» **THE PROBLEM**: Write out the whole listing exactly.
-------------------------
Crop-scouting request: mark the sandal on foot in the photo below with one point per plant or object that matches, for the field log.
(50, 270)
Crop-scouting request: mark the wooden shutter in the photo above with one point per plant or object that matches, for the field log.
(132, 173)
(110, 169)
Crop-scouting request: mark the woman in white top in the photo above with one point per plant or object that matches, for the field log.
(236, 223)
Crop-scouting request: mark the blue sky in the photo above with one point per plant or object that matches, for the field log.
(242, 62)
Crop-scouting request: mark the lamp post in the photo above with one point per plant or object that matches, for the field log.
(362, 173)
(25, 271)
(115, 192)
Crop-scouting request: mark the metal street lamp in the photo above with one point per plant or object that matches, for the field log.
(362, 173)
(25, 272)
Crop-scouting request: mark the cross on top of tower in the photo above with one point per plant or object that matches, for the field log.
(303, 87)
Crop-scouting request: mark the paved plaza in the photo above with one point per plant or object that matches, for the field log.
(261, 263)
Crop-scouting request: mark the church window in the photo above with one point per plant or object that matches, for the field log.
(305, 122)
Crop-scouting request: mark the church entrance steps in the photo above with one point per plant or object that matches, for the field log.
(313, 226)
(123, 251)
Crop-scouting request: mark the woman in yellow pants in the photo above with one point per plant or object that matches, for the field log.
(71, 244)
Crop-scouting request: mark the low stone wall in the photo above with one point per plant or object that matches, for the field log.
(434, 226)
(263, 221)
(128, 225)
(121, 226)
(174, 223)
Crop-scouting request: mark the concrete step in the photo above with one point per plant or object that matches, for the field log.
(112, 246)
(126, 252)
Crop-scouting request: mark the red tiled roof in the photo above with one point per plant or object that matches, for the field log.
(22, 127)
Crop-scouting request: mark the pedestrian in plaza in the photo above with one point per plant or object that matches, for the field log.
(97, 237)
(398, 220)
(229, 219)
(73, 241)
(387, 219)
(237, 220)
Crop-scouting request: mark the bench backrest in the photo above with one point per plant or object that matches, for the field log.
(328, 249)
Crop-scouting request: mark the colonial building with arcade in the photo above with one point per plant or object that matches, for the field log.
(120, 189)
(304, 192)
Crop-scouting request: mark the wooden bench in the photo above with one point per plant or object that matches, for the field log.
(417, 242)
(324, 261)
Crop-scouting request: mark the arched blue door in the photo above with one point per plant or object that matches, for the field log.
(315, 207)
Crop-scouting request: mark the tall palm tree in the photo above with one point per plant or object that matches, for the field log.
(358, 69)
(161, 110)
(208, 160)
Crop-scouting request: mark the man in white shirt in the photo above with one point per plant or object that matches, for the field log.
-------------------------
» **ANSWER FOR THIS EXERCISE**:
Crop-scouting request: mark the sandal on foot in the photo below with one point per plant or object that matches, for the field log.
(50, 270)
Crop-scouting request: mark the wooden shutter in the photo above with one point per plant or object that matches, for the field log.
(132, 173)
(110, 169)
Crop-scouting request: mark the woman in white top in the photo above with one point per plant or object that matches, for the field log.
(236, 223)
Crop-scouting request: mark the blue sky in the photo above with one point per plant or object that matches, for the field log.
(242, 62)
Crop-scouting request: mark the lamp post in the photo above with one point per plant or object that matches, for the field log.
(362, 173)
(25, 271)
(115, 192)
Crop-scouting request: mark the metal street lamp in the photo above with one point per plant or object that matches, for the field log.
(362, 173)
(25, 272)
Crop-scouting request: mark the cross on top of tower in the photo above with one point per plant or object that matches, for the field log.
(303, 87)
Crop-scouting request: mark the paved plaza in the photo above with one point per plant or object that matches, for the field log.
(261, 263)
Crop-scouting request: mark the church window in the photo above with one point per plant or object that matches, for the field log.
(305, 122)
Crop-scouting request: mark the church entrance steps in the photo above with one point per plant or object that matches, for the field log.
(313, 226)
(123, 251)
Crop-scouting request: mark the woman in yellow pants in the photo above with one point per plant or object that matches, for the field log.
(71, 244)
Crop-scouting request: mark the low stone wall in the photo above with one point per plant or object that matches, for the field log.
(434, 226)
(263, 221)
(128, 225)
(121, 226)
(174, 223)
Crop-scouting request: mark the concrete step in the photo above with one point per plant or object that matches, for the field log.
(112, 246)
(126, 252)
Crop-scouting request: mark the red tiled roof in the photo above with one point per plant or object that matches, for the field log.
(22, 127)
Crop-scouting request: mark the pedestrian in plaza in the photo above with one point per plant or object that matches, for the field log.
(97, 237)
(398, 220)
(229, 219)
(73, 241)
(387, 219)
(237, 220)
Crop-scouting request: mark the bench backrest in the photo above with one point per plant or object that matches, for the field log.
(328, 249)
Crop-scouting request: mark the colonial building with arcade in the photo above with one point per plant or object that matches, for the field log.
(120, 189)
(304, 192)
Crop-scouting request: mark the wooden bench in the photo above with one point per plant or object that matches, for the field log.
(417, 242)
(324, 261)
Crop-scouting request: mark the arched blue door in the photo above with one point per plant or object that matches, for the field log.
(315, 207)
Crop-scouting request: mark the tall palm tree in the photo above with one point per plant or object that matches, for the field log.
(358, 69)
(161, 110)
(208, 160)
Crop-scouting request: mark the man in white shirt in the photo above with one point per plant or object that matches, for the field log.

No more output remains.